#### Work item A
List every group of patients that the passage on sleep and jaw pain mentions.
#### Work item B
Answer these questions using the passage on sleep and jaw pain:
(i) What does it call the most critical factor?
(ii) How many hours of quality sleep does it set as the goal?
(iii) How many recommendations does it say may be helpful?
#### Work item C
Write the next part of the passage on sleep and jaw pain, picking up after its final sentence.

#### Exercise passage
━━━

Though both quality and quantity of sleep are important, the loss of sleep quality is the most critical factor. Therefore if your sleep is disrupted on a frequent basis it is likely that your muscles and joints will ache. Not surprisingly many of our facial pain patients or those with a Temporomandibular Joint (TMJ) problems report poor sleep quality and or quantity.
Unfortunately, however, when our lives become busy and complicated, sleep becomes less of a priority for many of us. Though many of us pay attention to eating properly and exercising on a regular basis, we do not pay sufficient attention to receiving adequate sleep. For many of our female patients with newborn or young children at home, loss of sleep quality is a big concern and likely one of the reasons their jaws ache in the morning.
Your goal then is to obtain 7-8 hours of quality sleep, which will assist your body in maintaining muscle and joint comfort. In order to consistently get enough sleep and sleep soundly, the following 5 recommendations may be helpful.

━━━

(Entries taken from a collection)
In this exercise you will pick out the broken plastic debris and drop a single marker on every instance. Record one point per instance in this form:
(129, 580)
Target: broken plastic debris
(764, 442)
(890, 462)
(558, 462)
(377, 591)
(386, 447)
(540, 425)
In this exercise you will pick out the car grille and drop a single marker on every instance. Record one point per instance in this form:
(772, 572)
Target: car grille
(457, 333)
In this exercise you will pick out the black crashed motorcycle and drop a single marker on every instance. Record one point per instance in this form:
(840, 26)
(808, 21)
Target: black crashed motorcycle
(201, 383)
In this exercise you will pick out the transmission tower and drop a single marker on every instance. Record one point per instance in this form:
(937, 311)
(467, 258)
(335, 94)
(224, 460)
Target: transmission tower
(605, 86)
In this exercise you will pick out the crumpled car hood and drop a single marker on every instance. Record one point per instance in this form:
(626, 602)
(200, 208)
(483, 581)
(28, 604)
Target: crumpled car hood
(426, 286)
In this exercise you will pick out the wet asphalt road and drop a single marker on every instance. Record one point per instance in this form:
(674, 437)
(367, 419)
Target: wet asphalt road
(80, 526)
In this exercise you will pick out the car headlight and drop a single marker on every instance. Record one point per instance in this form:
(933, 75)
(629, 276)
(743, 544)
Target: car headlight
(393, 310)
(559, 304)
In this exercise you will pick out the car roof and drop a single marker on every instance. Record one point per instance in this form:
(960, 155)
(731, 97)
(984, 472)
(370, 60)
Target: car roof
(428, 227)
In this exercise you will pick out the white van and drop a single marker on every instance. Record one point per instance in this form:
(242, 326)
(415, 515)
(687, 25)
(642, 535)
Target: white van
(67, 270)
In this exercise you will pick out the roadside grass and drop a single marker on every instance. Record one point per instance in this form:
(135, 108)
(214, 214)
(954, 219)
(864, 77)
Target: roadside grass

━━━

#### Answer area A
- Facial pain patients
- Patients with Temporomandibular Joint (TMJ) problems
- Female patients with newborn or young children at home

#### Answer area B
(i) The loss of sleep quality.
(ii) 7-8 hours.
(iii) 5.

#### Answer area C
- Reduce noise, light, and temperature extremes in your bedroom
- Try to avoid serious exercise within 2-4 hours of your bedtime
- Keep your overall consumption of nicotine and/or caffeine to a minimum but certainly within 2-3 hours of bedtime
- Try to establish a consistent routine prior to bedtime
- Try to find activities that will disengage you from the busyness of your day
When none of the above solutions works, then it’s time to look at the possibility that you may require a more formal evaluation to determine if a sleep apnea or insomnia condition is upsetting your sleep. Both of these conditions can impact the quality of your sleep and therefore set the stage for muscle and joint pain emerging.
If you have a history of snoring, it may indicate that your airway is compromised while sleeping predisposing you to a sleep apnea condition. Sleep apnea can often be managed with an oral appliance and I certainly can help make this determination when you come to my office for an evaluation.